§ About this task: Write out again, please, the records below from the first line to the line holding "box: [101, 157, 148, 248]", inclusive, and nothing else.

§ Information supplied:
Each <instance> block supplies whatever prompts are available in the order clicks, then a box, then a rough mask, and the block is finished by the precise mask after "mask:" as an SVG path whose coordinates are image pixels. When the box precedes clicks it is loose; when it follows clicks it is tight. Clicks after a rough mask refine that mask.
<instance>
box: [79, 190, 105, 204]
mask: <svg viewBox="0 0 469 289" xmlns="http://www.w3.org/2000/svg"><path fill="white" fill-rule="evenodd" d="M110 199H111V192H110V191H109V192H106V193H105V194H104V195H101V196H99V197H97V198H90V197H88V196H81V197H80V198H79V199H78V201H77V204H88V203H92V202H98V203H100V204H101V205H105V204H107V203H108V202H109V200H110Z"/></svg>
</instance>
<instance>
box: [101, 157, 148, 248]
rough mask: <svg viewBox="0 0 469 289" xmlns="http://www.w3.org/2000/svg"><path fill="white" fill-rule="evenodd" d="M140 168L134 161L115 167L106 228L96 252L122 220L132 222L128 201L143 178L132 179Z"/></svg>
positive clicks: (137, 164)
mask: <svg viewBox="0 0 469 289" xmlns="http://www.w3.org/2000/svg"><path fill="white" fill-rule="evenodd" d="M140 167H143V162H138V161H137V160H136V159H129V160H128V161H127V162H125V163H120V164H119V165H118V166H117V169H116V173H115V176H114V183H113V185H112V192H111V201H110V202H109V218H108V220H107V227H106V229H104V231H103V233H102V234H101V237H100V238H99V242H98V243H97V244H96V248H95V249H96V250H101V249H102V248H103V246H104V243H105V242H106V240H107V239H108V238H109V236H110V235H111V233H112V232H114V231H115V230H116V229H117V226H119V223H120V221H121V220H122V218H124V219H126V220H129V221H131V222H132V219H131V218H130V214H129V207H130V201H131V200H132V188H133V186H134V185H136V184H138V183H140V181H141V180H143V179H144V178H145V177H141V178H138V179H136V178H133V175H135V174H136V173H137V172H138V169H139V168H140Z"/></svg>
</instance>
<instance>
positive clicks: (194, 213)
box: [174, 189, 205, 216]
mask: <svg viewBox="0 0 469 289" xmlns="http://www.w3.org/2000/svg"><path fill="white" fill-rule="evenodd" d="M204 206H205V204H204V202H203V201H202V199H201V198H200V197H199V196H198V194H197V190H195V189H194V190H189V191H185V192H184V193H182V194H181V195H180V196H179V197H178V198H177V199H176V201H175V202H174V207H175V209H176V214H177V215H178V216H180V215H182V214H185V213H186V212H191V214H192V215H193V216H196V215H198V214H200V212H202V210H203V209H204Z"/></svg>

§ Task answer:
Each <instance> block supplies whatever prompts are available in the order clicks, then a box, then a rough mask, and the block is finished by the precise mask after "mask:" as an SVG path whose coordinates are image pixels. When the box precedes clicks it is loose; when it follows clicks it is tight. Clicks after a rough mask refine that mask.
<instance>
box: [79, 190, 105, 204]
mask: <svg viewBox="0 0 469 289" xmlns="http://www.w3.org/2000/svg"><path fill="white" fill-rule="evenodd" d="M110 199H111V192H110V191H109V192H106V193H105V194H104V195H101V196H99V197H97V198H90V197H88V196H81V197H80V198H79V199H78V201H77V204H88V203H92V202H98V203H100V204H101V205H105V204H107V203H108V202H109V200H110Z"/></svg>
</instance>
<instance>
box: [101, 157, 148, 248]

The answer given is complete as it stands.